## [WHAT YOU NEED TO DO]
A. In the pi approximation question, shorten the paragraph that begins "I've written the following code" while keeping its main facts.
B. Please retype everything in the pi approximation question from "I've written the" down to "100000 random points.".

----- READING TEXT

Using loop to approximate pi (Monte Carlo, MATLAB)

Question

I've written the following code, based on a for loop to approximate the number pi using the Monte-Carlo-method for 100, 1000, 10000 and 100000 random points.

count = 0;      % count variable, start value set to zero
n(1)=100;
n(2)=1000;
n(3)=10000;
n(4)=100000;
for k=1:4;
  for i=1:n(k);   % for loop initialized at one
    x=rand;     % rand variable within [0,1] ... points coordinates
    y=rand;     

    if (x^2+y^2 <=1)  %if pair is within the first quadrant of the unit circle
    count = count +1;   % if yes, it increases the count by one
    end
  end
end

piapprox = 4*(count/n(k));

The whole code makes sense to me but it seems to be wrong. I couldn't finish it so far. Could you tell me please what exactly is wrong?

----------
----- RECORDS SHOWN

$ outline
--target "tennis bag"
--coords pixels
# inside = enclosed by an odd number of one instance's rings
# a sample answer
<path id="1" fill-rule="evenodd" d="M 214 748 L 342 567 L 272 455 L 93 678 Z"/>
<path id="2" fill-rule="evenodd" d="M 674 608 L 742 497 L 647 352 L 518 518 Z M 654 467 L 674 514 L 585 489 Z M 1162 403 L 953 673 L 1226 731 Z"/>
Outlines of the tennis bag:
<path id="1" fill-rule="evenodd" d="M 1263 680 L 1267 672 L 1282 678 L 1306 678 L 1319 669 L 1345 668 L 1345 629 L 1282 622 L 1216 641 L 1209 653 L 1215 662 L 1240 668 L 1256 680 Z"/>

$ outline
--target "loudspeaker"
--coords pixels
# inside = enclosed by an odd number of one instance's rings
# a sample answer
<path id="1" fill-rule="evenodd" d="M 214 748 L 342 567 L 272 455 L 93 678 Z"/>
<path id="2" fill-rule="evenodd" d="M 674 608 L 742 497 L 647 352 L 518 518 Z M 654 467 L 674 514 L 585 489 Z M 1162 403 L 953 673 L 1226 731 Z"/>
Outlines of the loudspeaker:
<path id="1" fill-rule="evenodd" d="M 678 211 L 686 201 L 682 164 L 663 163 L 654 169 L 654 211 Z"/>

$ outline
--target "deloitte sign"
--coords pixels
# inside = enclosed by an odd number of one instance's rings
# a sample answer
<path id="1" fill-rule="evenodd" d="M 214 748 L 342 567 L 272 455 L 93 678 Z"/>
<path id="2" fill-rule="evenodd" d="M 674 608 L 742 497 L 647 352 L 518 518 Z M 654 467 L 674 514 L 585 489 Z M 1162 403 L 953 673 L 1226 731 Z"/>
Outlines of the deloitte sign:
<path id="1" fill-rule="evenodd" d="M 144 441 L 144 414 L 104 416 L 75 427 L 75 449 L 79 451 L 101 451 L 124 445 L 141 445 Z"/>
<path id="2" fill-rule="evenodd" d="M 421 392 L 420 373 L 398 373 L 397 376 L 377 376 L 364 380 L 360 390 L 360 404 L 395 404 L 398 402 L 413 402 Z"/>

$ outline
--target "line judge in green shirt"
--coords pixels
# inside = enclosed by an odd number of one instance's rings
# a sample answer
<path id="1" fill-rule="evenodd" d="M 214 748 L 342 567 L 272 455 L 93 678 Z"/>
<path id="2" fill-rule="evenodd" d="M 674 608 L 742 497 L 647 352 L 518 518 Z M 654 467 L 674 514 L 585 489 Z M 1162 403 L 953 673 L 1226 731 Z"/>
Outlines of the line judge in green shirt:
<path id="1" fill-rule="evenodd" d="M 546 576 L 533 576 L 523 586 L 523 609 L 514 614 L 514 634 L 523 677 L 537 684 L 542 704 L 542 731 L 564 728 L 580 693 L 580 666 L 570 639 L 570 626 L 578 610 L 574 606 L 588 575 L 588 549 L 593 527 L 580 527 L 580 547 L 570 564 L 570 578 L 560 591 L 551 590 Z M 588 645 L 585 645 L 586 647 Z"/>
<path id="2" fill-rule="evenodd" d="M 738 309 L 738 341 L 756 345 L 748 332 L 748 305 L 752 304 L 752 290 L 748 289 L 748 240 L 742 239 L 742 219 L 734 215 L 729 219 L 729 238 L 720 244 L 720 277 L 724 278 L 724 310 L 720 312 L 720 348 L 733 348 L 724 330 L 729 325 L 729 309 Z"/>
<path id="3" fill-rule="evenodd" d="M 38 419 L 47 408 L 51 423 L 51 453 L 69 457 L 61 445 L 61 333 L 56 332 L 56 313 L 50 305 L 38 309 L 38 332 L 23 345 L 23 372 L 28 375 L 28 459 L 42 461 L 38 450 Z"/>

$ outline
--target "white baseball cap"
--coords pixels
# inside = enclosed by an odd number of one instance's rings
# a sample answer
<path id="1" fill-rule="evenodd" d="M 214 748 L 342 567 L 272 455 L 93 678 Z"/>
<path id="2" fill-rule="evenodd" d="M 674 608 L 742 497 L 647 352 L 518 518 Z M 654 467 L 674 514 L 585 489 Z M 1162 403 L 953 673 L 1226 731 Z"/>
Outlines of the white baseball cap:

----------

## [SOLUTIONS FOR EACH TASK]
A. I wrote code built on a for loop that approximates pi with the Monte Carlo method for 100, 1000, 10000 and 100000 random points.

B.
I've written the following code, based on a for loop to approximate the number pi using the Monte-Carlo-method for 100, 1000, 10000 and 100000 random points.